Problem description
Write out exactly, please, every line from the beginning of the entries to the line holding "Front: Find the green leaf.", and no pictures.

*** Data provided ***

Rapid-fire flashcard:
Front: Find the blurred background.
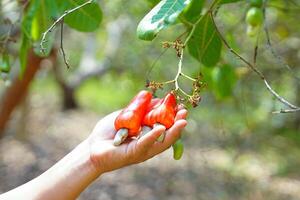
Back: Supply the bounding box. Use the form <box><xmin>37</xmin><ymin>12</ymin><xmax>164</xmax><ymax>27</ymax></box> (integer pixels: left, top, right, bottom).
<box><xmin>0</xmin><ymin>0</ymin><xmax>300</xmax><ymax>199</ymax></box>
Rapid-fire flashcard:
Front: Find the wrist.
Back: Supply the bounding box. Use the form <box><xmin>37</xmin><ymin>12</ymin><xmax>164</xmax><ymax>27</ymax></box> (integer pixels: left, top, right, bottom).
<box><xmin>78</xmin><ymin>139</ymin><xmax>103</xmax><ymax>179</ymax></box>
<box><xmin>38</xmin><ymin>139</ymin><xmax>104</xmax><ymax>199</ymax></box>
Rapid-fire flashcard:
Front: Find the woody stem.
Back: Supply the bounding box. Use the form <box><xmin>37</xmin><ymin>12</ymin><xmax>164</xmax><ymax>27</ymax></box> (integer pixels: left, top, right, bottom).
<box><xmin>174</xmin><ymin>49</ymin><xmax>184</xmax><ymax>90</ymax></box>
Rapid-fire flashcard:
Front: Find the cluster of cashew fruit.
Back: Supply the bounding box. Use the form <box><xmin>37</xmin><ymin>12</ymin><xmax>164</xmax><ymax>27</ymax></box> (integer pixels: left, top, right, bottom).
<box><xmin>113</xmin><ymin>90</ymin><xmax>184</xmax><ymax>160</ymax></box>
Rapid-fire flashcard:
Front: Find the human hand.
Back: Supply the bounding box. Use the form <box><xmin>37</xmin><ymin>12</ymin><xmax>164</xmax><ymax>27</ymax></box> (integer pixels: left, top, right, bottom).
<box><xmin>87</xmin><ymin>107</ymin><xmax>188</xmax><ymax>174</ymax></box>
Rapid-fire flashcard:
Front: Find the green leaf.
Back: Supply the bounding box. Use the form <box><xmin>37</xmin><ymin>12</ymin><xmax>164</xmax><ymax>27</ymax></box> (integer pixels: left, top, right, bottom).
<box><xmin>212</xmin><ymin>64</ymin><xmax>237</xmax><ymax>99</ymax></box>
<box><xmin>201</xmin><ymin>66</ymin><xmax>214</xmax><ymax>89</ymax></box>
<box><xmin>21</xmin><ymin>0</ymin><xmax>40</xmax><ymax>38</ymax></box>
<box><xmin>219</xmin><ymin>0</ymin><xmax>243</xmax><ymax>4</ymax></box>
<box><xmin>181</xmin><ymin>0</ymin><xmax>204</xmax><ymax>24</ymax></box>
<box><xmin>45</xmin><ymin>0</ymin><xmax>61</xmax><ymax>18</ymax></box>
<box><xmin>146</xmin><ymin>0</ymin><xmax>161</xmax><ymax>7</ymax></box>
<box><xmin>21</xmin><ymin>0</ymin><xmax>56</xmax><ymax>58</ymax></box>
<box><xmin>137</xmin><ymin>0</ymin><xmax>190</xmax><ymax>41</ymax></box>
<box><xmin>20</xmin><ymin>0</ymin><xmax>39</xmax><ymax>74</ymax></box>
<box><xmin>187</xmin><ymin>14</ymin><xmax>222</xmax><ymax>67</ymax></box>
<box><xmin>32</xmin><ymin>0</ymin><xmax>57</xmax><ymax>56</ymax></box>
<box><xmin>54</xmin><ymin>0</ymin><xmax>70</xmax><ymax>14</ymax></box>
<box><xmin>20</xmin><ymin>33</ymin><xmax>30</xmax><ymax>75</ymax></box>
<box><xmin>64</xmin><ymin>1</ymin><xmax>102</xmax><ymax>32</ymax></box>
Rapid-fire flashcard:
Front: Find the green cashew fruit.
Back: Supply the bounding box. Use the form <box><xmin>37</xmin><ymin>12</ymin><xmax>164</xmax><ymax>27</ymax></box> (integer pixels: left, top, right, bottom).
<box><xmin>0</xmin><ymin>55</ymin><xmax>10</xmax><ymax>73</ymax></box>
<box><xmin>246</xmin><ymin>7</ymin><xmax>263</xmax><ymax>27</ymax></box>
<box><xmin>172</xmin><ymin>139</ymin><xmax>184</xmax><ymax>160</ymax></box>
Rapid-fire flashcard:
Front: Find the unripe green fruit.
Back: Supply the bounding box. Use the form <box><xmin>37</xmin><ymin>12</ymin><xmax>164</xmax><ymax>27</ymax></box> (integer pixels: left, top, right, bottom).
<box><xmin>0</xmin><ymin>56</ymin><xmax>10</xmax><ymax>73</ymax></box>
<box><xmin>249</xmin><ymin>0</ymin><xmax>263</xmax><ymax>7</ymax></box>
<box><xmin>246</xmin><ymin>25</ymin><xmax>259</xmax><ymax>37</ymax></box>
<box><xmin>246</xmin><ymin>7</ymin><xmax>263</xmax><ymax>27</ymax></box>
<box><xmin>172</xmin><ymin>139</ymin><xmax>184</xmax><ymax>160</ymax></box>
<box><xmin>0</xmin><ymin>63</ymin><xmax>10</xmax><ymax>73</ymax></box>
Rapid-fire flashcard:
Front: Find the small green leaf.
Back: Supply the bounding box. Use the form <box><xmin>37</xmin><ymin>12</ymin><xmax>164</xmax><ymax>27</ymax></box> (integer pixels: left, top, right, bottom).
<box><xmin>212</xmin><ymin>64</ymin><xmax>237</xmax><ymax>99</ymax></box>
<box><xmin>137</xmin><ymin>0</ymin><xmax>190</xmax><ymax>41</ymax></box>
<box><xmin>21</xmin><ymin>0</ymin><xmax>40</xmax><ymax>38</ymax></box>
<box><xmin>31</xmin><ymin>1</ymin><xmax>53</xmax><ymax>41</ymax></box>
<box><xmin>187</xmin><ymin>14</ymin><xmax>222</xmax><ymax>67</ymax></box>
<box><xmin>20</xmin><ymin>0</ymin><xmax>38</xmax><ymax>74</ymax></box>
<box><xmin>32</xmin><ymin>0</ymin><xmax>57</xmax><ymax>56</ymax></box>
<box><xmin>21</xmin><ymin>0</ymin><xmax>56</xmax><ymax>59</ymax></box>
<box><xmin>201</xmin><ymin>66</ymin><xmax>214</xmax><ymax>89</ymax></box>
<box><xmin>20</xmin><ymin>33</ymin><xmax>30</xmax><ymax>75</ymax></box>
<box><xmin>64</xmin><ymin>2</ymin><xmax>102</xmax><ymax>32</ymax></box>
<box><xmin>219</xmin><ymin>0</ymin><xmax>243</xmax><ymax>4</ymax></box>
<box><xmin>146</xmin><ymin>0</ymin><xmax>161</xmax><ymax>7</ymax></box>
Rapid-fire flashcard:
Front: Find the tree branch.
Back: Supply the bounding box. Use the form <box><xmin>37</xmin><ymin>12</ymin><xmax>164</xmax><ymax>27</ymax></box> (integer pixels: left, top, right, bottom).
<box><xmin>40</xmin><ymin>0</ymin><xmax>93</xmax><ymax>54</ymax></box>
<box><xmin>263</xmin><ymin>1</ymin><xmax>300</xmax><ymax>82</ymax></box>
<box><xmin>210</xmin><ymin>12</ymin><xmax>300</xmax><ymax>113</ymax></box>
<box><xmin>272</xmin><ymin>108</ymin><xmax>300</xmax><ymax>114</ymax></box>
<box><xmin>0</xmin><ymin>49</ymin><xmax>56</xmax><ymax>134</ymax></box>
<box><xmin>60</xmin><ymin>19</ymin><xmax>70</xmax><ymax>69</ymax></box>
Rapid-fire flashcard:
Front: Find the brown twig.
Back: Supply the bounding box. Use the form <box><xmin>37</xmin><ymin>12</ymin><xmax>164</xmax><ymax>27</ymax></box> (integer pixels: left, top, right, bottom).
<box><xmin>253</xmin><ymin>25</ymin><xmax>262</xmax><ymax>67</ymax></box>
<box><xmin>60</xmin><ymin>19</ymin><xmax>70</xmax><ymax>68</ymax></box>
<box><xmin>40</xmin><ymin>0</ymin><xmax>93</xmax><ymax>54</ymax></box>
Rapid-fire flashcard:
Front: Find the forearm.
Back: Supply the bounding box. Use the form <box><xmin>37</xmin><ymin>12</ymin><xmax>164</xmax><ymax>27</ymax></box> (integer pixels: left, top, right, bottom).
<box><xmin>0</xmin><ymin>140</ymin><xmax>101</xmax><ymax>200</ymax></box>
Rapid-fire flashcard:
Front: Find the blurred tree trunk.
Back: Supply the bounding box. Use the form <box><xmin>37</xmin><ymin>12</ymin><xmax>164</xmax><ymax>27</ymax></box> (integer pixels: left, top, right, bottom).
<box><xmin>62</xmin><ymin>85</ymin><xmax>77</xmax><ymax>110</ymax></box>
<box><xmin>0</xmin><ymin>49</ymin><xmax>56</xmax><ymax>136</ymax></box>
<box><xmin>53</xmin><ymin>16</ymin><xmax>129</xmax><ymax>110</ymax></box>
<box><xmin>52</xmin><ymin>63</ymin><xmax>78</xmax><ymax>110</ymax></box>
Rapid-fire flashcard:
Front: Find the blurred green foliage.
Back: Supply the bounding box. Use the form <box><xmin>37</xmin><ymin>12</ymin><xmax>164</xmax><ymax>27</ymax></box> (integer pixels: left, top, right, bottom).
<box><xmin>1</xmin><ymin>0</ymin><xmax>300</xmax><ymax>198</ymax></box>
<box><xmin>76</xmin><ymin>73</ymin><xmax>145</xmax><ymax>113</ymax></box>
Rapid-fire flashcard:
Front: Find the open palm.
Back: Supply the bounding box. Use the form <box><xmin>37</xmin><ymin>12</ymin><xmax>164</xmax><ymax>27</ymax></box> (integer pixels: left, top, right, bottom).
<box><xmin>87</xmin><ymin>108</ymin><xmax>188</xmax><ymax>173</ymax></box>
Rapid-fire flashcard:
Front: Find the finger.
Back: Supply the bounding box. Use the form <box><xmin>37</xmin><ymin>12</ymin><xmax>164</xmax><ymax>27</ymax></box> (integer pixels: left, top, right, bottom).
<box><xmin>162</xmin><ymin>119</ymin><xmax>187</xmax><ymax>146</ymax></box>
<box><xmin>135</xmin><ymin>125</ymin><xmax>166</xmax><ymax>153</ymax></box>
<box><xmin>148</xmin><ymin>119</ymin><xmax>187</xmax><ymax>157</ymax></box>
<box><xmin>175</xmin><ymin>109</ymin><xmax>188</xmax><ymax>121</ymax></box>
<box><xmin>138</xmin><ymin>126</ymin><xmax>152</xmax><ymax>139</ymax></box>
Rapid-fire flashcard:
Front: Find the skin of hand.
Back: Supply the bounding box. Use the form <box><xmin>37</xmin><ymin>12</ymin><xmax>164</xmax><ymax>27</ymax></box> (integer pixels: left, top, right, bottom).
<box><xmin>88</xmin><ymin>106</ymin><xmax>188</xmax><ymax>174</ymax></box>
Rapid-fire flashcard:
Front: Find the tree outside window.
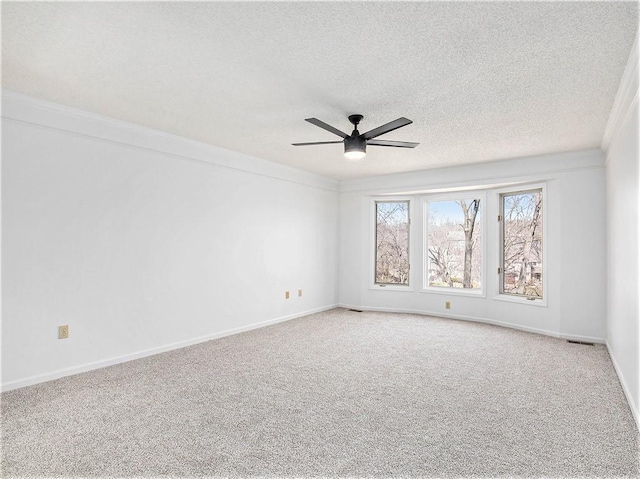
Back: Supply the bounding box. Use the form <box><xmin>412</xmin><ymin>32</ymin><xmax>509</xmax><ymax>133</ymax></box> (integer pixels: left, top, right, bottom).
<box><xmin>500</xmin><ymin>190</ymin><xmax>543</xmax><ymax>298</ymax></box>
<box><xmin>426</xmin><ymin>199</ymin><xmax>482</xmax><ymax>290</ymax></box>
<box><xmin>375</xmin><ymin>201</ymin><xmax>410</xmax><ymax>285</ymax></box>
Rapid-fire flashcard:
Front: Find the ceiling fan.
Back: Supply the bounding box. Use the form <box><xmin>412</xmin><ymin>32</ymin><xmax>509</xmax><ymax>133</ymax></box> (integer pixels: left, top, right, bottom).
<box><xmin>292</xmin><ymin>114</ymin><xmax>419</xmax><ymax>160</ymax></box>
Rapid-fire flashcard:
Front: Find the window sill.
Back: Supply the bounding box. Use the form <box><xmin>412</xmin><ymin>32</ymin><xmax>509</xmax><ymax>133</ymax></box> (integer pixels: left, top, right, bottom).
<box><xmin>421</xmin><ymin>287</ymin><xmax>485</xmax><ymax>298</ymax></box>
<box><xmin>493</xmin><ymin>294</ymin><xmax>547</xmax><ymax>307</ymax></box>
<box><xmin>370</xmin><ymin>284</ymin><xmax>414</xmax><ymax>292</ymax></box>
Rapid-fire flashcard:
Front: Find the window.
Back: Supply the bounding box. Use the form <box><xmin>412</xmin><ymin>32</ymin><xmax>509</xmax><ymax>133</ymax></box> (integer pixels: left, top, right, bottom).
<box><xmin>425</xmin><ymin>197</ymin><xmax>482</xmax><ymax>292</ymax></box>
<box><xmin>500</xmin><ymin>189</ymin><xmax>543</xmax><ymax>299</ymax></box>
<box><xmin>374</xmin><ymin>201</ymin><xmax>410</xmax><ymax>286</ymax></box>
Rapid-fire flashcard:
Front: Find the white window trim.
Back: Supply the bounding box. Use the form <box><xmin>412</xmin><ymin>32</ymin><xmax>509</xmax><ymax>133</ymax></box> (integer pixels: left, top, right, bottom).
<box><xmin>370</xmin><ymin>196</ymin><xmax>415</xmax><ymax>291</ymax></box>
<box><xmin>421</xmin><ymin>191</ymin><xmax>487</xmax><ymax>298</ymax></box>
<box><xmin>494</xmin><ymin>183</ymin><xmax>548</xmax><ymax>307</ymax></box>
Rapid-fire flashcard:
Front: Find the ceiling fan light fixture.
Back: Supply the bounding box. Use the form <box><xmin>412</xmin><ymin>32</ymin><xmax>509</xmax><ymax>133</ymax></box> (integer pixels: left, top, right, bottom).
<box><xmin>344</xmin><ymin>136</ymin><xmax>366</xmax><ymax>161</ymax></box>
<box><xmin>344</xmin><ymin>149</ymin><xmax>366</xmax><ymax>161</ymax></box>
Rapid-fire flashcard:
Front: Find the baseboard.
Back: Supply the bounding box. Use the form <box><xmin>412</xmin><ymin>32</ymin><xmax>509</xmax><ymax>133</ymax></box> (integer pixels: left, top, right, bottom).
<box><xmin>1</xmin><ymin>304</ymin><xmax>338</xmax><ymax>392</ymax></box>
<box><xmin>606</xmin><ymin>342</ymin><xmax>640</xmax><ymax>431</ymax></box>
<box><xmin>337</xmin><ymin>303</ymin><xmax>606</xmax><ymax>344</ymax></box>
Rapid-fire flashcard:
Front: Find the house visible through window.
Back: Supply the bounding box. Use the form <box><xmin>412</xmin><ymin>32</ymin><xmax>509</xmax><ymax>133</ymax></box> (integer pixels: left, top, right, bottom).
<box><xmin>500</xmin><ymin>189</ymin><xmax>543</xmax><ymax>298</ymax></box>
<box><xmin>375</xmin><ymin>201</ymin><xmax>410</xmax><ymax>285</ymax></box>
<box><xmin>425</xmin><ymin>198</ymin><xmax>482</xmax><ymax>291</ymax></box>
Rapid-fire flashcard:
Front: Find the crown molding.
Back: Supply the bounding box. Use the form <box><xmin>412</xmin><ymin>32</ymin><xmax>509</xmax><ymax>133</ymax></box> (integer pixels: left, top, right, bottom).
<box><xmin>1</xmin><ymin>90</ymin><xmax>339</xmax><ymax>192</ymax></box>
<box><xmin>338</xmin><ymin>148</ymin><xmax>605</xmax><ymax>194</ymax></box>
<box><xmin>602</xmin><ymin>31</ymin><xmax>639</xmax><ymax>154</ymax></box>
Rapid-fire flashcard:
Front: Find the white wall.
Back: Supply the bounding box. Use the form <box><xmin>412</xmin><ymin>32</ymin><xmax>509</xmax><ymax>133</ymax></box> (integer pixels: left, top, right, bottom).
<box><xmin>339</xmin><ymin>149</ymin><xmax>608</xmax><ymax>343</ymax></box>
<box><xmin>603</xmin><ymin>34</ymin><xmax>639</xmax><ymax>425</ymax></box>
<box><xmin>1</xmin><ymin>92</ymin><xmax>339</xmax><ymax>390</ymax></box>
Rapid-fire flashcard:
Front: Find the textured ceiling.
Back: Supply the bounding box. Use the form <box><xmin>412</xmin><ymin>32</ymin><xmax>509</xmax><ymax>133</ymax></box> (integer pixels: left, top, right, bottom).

*** End of Data provided ***

Output for this exercise
Rapid-fire flashcard:
Front: Find the blurred background.
Back: Supply the bounding box. Use the form <box><xmin>37</xmin><ymin>12</ymin><xmax>164</xmax><ymax>27</ymax></box> (integer pixels: left, top, right, bottom).
<box><xmin>0</xmin><ymin>0</ymin><xmax>300</xmax><ymax>199</ymax></box>
Rapid-fire flashcard:
Front: Find the wrist.
Back: Supply the bounding box. Use the form <box><xmin>37</xmin><ymin>12</ymin><xmax>164</xmax><ymax>27</ymax></box> (integer pixels: left, top, right, bottom).
<box><xmin>78</xmin><ymin>139</ymin><xmax>103</xmax><ymax>179</ymax></box>
<box><xmin>38</xmin><ymin>139</ymin><xmax>104</xmax><ymax>199</ymax></box>
Rapid-fire flashcard:
Front: Find the woody stem.
Back: Supply the bounding box. Use the form <box><xmin>37</xmin><ymin>12</ymin><xmax>164</xmax><ymax>27</ymax></box> (integer pixels: left, top, right, bottom).
<box><xmin>174</xmin><ymin>49</ymin><xmax>184</xmax><ymax>90</ymax></box>
Rapid-fire flashcard:
Front: Find the cluster of cashew fruit.
Back: Supply the bounding box. Use the form <box><xmin>37</xmin><ymin>12</ymin><xmax>164</xmax><ymax>27</ymax></box> (integer pixels: left, top, right, bottom).
<box><xmin>113</xmin><ymin>90</ymin><xmax>184</xmax><ymax>160</ymax></box>
Rapid-fire flashcard:
Front: Find the human hand.
Back: Supply the bounding box. Use the form <box><xmin>37</xmin><ymin>12</ymin><xmax>164</xmax><ymax>27</ymax></box> (integer pixels: left, top, right, bottom).
<box><xmin>87</xmin><ymin>107</ymin><xmax>188</xmax><ymax>174</ymax></box>
Rapid-fire flashcard:
Front: Find the green leaf.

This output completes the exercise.